Pascoli, Giovanni, X agosto, 1891

È un’opera costituita da sei quartine di versi decasillabi e novenari con rima alternata. Tra “perdono” (v. 14) e “dono” (v. 16) c’è una rima a eco e una rima ricca. Inoltre dà l’opportunità di soffermarsi sull’isomorfismo: le due parole non si somigliano solo per il suono, ma si equivalgono morfologicamente (sono di genere maschile e di numero singolare), sintatticamente (svolgono la funzione di sostantivo) e semanticamente (appartengono al medesimo campo di significato della generosità). L’unione di termini collegati fonologicamente può addirittura produrre un senso logico, come “tanto” nel primo verso e “pianto” nel terzo verso, “immortale” nel verso 22 e “Male” nel verso 24 (ovviamente è preferibile la successione “Male immortale”).

Consegna: Nel testo fornito compare la frase «È un’opera costituita da sei quartine di versi decasillabi e novenari con rima alternata.». Rendila in inglese.

Dati forniti:
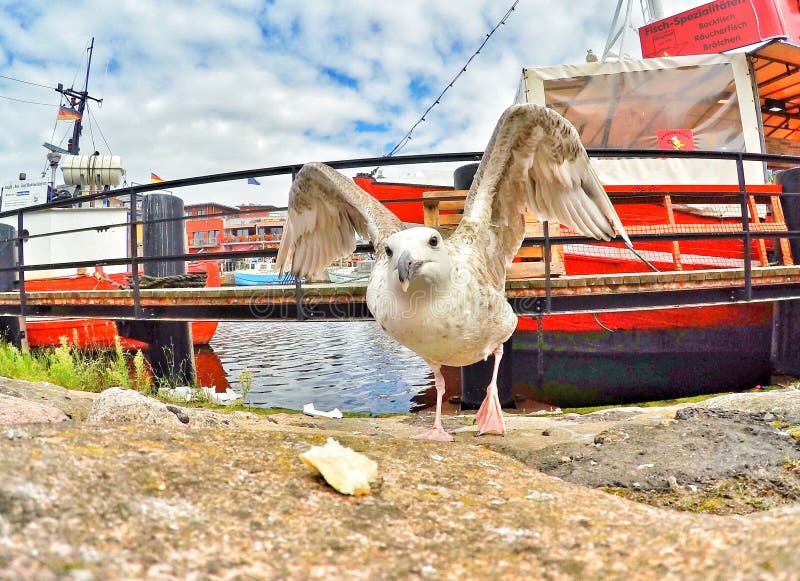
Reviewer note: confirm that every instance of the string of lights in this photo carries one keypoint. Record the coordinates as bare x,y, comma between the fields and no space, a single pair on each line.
26,82
28,102
407,137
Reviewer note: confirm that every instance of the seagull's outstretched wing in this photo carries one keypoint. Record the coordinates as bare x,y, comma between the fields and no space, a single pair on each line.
534,160
326,209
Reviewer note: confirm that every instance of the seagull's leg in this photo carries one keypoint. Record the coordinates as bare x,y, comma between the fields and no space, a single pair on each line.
490,415
437,432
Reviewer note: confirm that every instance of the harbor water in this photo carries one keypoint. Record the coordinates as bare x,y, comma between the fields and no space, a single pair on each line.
350,365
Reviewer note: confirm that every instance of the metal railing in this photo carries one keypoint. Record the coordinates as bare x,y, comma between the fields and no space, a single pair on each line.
547,241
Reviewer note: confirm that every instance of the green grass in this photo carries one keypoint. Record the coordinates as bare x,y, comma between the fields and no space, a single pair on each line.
74,368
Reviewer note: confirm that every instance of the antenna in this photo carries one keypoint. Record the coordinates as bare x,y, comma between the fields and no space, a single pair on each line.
622,28
78,99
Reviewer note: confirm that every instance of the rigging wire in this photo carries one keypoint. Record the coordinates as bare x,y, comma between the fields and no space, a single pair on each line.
26,82
28,102
407,137
100,131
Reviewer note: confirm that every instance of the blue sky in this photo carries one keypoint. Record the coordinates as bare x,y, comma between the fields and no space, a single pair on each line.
192,88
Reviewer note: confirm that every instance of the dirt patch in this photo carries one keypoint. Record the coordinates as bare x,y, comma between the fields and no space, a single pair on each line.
706,460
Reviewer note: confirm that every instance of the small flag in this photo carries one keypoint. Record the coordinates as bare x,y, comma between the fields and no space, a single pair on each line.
68,114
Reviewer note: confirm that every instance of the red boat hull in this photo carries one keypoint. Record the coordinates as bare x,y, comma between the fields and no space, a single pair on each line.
619,357
102,333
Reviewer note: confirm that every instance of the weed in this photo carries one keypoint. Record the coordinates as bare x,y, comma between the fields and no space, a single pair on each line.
246,381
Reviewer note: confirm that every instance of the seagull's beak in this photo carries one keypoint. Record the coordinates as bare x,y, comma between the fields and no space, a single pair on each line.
407,267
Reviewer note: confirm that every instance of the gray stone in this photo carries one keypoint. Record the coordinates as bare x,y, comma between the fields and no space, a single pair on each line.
118,405
784,403
15,410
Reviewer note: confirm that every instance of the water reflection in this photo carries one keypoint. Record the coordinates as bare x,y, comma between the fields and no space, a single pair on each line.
350,365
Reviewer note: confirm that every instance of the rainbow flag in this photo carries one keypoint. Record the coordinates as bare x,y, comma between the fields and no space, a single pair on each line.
68,114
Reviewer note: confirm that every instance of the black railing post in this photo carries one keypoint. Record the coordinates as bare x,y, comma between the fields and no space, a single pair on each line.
548,284
23,334
134,250
748,282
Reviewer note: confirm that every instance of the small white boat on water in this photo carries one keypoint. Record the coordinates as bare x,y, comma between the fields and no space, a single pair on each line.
259,273
359,272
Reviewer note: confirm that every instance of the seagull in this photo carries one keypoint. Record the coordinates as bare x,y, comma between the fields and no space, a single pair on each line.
444,298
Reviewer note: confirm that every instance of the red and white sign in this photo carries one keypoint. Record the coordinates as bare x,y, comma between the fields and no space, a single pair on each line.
680,139
720,26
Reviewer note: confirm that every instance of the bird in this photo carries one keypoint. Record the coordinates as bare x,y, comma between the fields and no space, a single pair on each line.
444,298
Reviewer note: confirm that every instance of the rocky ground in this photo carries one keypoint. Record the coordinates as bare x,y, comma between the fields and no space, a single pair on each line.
118,486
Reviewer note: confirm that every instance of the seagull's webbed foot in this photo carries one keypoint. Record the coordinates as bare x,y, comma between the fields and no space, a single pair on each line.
490,415
437,434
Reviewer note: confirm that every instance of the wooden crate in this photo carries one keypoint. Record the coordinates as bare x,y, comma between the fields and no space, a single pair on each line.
445,215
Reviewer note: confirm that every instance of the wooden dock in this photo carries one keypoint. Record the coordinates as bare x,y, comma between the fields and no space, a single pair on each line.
561,295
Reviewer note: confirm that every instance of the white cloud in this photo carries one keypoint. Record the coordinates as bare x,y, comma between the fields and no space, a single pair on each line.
192,88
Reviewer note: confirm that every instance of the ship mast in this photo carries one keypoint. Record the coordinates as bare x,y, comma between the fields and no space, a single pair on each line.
78,101
622,27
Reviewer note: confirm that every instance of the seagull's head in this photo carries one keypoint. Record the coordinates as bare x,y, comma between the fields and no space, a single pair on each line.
417,256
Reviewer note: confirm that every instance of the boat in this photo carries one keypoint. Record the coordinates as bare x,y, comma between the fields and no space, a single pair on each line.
622,357
81,174
260,272
344,274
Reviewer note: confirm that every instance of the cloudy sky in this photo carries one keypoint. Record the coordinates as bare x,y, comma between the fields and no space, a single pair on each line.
194,87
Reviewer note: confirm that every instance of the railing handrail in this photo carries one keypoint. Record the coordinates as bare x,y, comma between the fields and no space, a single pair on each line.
735,193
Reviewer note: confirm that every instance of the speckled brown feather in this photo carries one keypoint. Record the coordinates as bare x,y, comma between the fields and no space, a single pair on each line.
534,160
325,211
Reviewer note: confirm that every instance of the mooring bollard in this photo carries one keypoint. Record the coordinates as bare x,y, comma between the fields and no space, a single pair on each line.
475,377
12,328
786,321
170,348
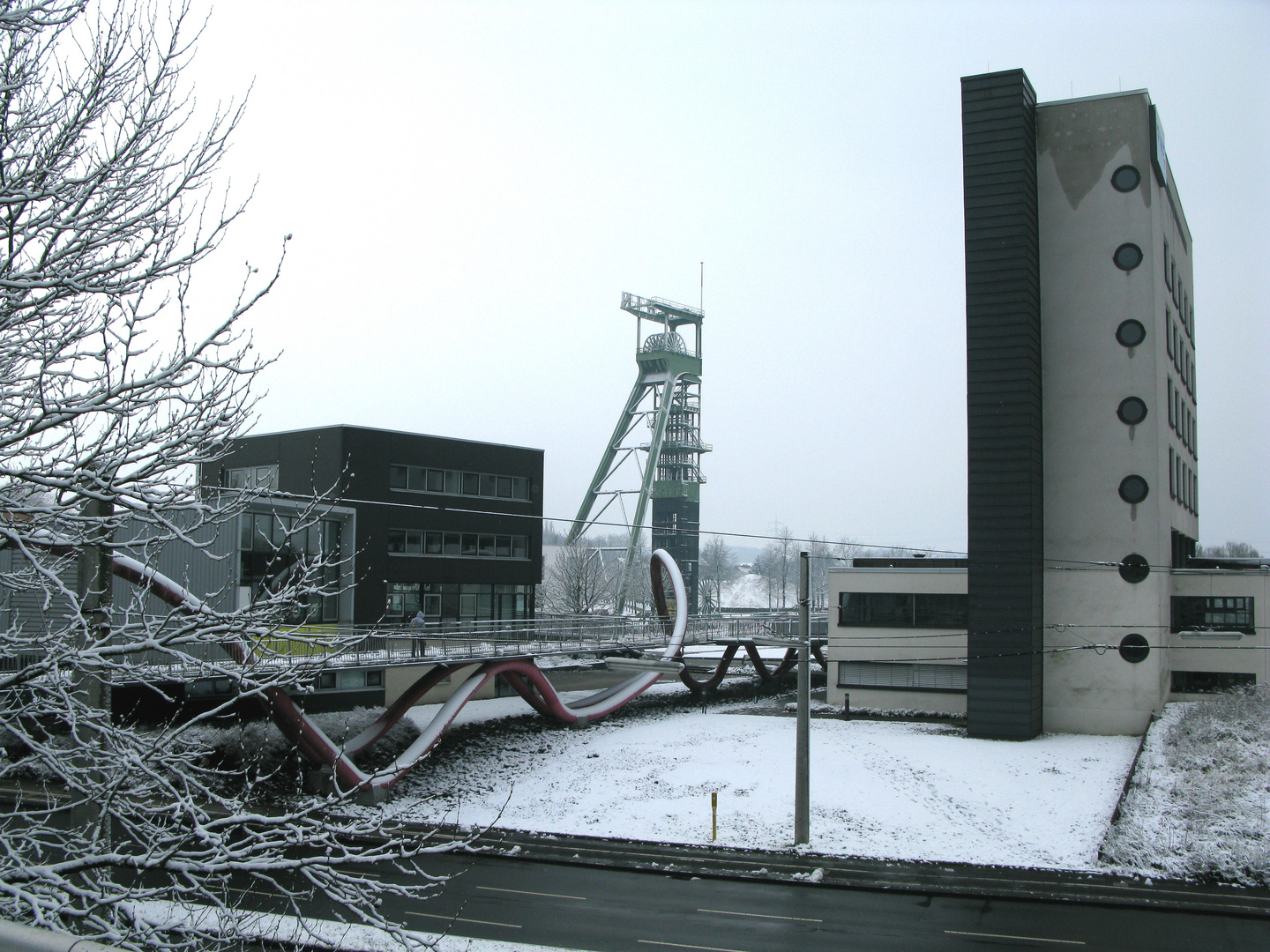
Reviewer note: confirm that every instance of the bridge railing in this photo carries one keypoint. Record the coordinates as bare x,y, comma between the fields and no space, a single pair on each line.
447,641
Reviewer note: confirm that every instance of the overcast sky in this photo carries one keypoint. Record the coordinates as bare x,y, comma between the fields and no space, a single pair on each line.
473,185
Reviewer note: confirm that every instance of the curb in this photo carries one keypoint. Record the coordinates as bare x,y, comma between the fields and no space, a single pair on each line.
862,874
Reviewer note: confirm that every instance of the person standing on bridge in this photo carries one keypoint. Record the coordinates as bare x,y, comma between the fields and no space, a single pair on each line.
417,643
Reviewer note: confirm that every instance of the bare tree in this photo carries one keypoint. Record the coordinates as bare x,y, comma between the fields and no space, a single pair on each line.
112,398
718,568
578,580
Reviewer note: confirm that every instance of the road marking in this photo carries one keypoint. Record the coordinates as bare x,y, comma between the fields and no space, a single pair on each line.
526,893
460,919
761,915
1024,938
680,945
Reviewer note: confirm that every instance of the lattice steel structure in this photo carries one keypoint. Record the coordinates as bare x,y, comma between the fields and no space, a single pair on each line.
667,397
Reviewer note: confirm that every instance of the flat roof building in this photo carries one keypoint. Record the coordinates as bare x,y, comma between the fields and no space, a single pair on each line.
1082,450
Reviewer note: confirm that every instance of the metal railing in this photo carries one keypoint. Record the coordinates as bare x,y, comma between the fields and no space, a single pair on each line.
387,645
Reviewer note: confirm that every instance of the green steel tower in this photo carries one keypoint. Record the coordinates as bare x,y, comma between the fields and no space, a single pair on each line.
667,397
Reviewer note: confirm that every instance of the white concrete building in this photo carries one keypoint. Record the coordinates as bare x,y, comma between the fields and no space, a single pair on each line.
1084,606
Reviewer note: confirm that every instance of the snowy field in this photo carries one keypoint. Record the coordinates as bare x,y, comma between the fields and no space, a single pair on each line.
1199,807
888,790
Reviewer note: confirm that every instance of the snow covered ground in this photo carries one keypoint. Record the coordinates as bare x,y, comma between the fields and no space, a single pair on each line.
1199,805
888,790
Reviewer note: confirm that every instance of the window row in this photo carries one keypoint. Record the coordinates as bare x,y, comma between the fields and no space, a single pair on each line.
349,681
1184,361
1181,418
458,544
1181,299
262,478
886,609
1183,482
441,602
1211,682
902,677
452,482
271,532
1214,614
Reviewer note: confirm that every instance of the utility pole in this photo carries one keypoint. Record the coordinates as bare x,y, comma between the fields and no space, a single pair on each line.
802,796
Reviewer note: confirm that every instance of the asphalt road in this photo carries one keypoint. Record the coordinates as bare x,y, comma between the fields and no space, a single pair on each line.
621,911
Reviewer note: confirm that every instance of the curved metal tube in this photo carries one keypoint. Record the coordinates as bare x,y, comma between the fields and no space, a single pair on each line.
525,677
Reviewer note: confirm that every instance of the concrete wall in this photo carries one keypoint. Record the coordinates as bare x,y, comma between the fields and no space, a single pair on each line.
1087,374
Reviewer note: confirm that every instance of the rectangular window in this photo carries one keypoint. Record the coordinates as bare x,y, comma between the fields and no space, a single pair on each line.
1211,682
885,609
902,677
403,599
1214,614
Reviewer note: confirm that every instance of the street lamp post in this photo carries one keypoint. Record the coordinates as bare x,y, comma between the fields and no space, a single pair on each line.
802,825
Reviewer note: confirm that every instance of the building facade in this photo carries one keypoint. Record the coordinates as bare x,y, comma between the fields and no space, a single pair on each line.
1085,608
449,527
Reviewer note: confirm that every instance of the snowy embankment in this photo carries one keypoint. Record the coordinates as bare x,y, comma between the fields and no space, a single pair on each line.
906,791
1199,805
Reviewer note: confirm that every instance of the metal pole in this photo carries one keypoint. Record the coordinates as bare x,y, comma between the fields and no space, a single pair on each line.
802,810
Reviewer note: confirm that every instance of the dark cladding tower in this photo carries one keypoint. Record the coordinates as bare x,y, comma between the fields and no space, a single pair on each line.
667,395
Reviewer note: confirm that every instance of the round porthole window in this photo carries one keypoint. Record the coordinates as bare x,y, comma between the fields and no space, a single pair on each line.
1127,257
1125,178
1134,648
1132,410
1131,333
1133,489
1134,568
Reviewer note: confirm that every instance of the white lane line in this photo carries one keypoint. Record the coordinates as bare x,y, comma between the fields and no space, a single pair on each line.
460,919
1021,938
761,915
680,945
527,893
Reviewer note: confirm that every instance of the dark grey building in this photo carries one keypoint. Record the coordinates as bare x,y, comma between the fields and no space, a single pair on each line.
451,527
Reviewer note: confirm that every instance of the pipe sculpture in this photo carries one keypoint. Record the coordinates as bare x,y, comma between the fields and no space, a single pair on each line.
521,673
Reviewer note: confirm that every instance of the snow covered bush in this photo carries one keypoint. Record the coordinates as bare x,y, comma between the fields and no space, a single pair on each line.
1199,804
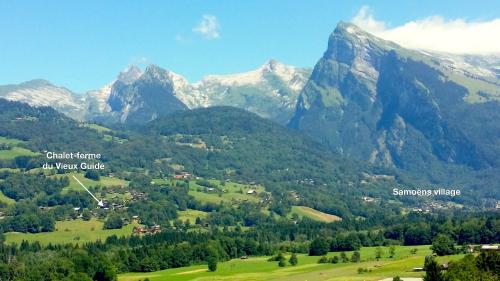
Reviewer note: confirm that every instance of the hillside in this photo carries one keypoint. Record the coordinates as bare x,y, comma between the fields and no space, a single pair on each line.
375,101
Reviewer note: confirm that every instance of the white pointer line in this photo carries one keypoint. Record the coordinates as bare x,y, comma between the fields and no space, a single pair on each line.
99,202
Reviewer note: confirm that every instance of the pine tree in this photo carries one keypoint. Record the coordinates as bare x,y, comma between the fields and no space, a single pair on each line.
293,259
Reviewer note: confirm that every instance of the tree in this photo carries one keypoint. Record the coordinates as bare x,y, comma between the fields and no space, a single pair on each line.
392,251
343,257
92,175
432,270
86,215
356,256
443,245
378,253
212,263
114,221
293,259
323,259
319,247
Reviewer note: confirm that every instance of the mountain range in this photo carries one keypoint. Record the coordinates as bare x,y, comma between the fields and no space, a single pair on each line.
366,98
138,96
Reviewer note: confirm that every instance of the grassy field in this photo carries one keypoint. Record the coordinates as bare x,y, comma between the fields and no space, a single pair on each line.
8,154
259,269
4,140
103,181
191,215
313,214
230,192
6,199
12,153
75,231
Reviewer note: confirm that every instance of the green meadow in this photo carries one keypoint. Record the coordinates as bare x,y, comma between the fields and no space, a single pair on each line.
72,231
313,214
191,215
9,154
308,268
230,192
103,181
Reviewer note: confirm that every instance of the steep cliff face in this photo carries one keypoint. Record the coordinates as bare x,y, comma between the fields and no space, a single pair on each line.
374,100
145,98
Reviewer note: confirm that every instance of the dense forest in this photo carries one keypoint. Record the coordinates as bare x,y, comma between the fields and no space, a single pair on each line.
223,145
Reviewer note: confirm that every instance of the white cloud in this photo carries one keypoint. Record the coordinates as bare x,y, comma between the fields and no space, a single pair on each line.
208,27
457,36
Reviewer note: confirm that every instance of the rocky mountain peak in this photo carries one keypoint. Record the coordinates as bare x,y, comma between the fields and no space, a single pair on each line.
130,74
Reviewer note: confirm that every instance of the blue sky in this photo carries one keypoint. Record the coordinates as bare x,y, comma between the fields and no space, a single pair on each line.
84,45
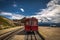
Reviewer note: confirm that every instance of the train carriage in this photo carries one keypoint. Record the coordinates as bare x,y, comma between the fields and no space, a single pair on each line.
31,24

Risultato: It is a work made up of six quatrains of ten-syllable and nine-syllable lines with alternating rhyme.